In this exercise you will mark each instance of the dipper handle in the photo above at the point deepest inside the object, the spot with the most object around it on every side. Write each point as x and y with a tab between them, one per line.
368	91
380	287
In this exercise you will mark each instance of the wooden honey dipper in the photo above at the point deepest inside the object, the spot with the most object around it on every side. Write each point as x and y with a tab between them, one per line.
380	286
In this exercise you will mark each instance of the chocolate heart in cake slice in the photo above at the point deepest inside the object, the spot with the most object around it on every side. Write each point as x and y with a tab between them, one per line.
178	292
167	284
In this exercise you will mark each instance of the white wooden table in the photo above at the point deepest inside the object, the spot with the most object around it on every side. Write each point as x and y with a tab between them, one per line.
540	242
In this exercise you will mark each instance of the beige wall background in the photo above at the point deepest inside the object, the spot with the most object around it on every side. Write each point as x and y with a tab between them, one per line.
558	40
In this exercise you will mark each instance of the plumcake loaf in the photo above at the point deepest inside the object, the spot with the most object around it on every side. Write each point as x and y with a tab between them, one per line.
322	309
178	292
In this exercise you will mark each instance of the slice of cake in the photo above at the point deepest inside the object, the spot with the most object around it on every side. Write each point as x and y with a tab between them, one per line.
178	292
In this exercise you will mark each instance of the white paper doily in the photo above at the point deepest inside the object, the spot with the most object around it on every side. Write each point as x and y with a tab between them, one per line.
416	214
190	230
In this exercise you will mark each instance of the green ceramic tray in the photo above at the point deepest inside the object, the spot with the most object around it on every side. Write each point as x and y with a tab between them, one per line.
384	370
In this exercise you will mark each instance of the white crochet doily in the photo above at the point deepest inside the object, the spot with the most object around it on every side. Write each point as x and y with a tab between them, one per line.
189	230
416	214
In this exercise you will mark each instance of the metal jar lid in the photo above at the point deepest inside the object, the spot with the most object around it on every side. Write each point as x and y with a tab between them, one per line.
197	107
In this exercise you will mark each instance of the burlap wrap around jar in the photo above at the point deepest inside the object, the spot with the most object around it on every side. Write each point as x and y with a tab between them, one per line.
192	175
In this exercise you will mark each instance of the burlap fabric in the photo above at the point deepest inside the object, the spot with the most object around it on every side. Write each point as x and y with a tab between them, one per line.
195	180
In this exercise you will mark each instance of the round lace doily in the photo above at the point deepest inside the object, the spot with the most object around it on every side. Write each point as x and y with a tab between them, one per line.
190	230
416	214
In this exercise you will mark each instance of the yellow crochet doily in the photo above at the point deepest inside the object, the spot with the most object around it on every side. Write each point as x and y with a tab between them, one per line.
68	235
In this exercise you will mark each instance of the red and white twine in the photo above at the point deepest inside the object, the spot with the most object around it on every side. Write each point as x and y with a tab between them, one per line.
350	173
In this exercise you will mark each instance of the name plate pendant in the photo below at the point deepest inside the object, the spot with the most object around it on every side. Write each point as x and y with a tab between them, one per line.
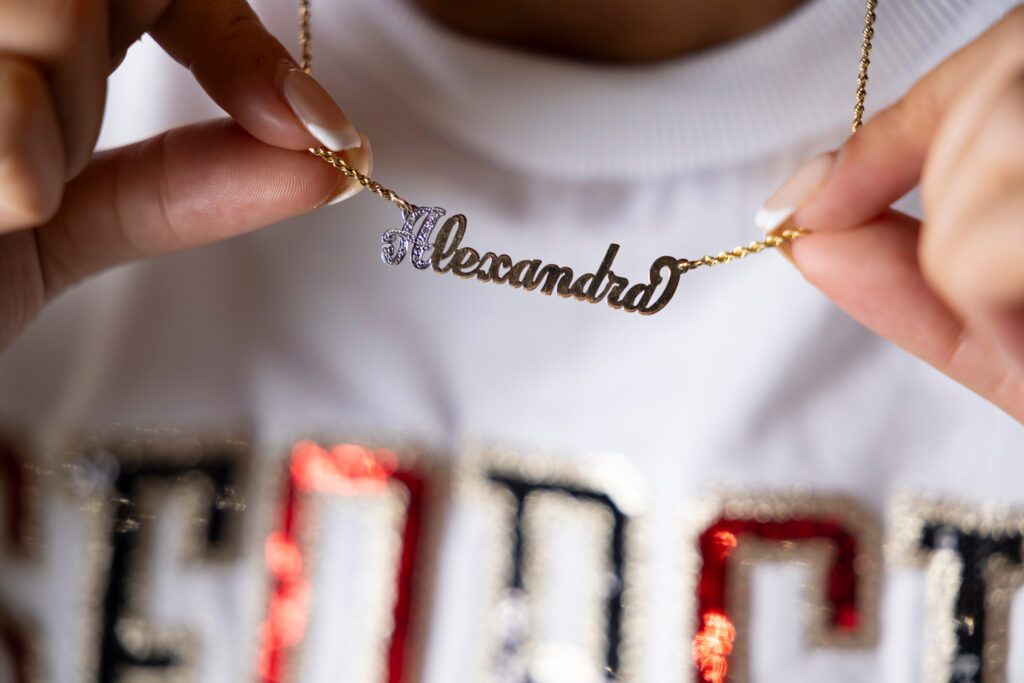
445	254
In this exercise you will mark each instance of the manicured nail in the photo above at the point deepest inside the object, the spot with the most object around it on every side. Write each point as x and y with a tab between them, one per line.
361	160
795	193
322	117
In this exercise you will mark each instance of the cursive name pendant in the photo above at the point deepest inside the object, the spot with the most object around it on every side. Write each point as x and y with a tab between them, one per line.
448	254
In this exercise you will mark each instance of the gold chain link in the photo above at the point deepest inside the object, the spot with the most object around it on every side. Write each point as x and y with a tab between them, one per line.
772	241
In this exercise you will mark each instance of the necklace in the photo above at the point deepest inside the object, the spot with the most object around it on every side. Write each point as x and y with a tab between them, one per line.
446	254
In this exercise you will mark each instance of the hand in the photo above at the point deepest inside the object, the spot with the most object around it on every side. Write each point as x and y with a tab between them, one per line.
66	213
948	289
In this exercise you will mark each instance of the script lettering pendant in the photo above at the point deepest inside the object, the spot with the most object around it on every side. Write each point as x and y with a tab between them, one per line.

******************************

▶ [To do]
Reproduce the data above line for line, excluding every picture.

▶ [Response]
In this exercise you will mark each instance of the dipper handle in the photo above at the point deepest inside the object, the spot with the most object around it on every side. Write each point as x and y with a tab between them, one per line.
368	91
380	287
In this exercise you will mark each instance of the wooden honey dipper in the photo above at the point deepest inside the object, the spot with the most object around it on every side. Write each point as x and y with a tab between them, one per line.
380	286
In this exercise you will mark each instance of the chocolate heart in cake slice in the photo above at the point deepest inside the object, the spot with the most object around it on every side. Write each point as x and y with a tab between them, one per line.
178	292
167	284
In this exercise you will mark each instance of the white wooden table in the photo above at the point deepest inside the object, the spot with the most object around it on every side. Write each point as x and y with a tab between them, one per line.
540	242
In this exercise you will mark each instance of the beige wall background in the photo above at the point deepest inside the object, the spot with the most object around it on every side. Write each point as x and y with a tab between them, one per line.
558	40
In this exercise you will mark each instance of the plumcake loaf in the photo above at the point deepest inside the object, the spot with the most object around it on every side. Write each point as x and y with a tab between them, one per line.
322	309
178	292
In this exercise you will mark each instance of the slice of cake in the photo above at the point deepest inside the object, the spot with the most object around it on every side. Write each point as x and y with a tab between them, one per line.
178	292
In this exercise you will mark each instance of the white paper doily in the photo above at the point deepest inside the object, the spot with the most object around it on every side. Write each point as x and y with a tab between them, one per line.
416	214
190	230
In this exercise you will mark each instance of the green ceramic tray in the photo above at the point deepest inside the object, the spot with the most object around it on every side. Write each point as x and y with a tab between them, one per line.
384	370
In this exercise you will mark each instance of the white crochet doily in the photo above at the point deepest inside the object, the spot with the most object around it on every side. Write each point as x and y with a tab between them, one per line.
189	230
416	214
In this exercise you will mark each instance of the metal jar lid in the photo above at the point deepest inside the object, the spot with the most object around it on every side. Write each point as x and y with a tab between them, one per line.
197	107
In this exercise you will mark each instance of the burlap wrap around jar in the photo above at the point deepest inside the object, the spot with the most object around it on every side. Write each point as x and y with a tab between them, one per line.
192	175
In this exercise you will mark each instance of the burlap fabric in the photo above at the point deepest inside the object, the spot with the most object around it on every side. Write each point as x and y with a tab between them, one per line.
195	180
In this exercise you will mark each instance of the round lace doily in the photo above at the point deepest inside the object, the spot with the most object around it on every side. Write each point as x and y with a tab between them, one per line.
190	230
416	214
In this exercise you will mark each instance of the yellow crochet doily in the photo above at the point deepest inside the object, the spot with the most object around it on every side. Write each point as x and y with a tab between them, one per line.
68	235
In this exercise you will mark each instance of the red and white twine in the photo above at the point deepest inside the object, the spot with the most object around it on every side. Write each point as x and y with a tab between them, one per line.
350	173
In this exercise you will mark each instance of the name plate pendant in the photo below at the point deepest inside the object, the spot with the most object around it on every side. Write each point as x and y with a tab between them, one per line.
445	254
In this exercise you will mark each instance of the manicured nail in the photo above at the point deepest inside the object, the spot with the most object around it on every side. Write each point as x and y with a tab between them, one per line.
361	160
795	193
322	117
In this exercise you will mark each instance of the cursive name pendant in the photo above at the point deepest inside the object, the spot with the most object around it on every side. Write each point as x and y with a tab between them, one per line.
448	254
In this exercise you will mark each instance of the gold chain link in the photo above at the point deepest inside the object, the spot with the most object around it on every side. Write each point as x and y with a tab between them, one per line.
772	241
In this exercise you will mark each instance of the necklace in the photo above at the point deepest inside the object, the spot with the most object around it on every side. Write each point as x and y with a tab between them, one per line.
446	254
In this exercise you will mark each instance of the hand in the photo above at the point deepest inside the object, the spot with the most object around it on every side. Write each point as x and y with a tab between them, one per line.
66	213
948	289
In this exercise you will mark each instance of the script lettering pendant in the photo above at the point deepest inside the object, the spot with the most object around it on every side. Write each point as x and y with a tab between them, one per line.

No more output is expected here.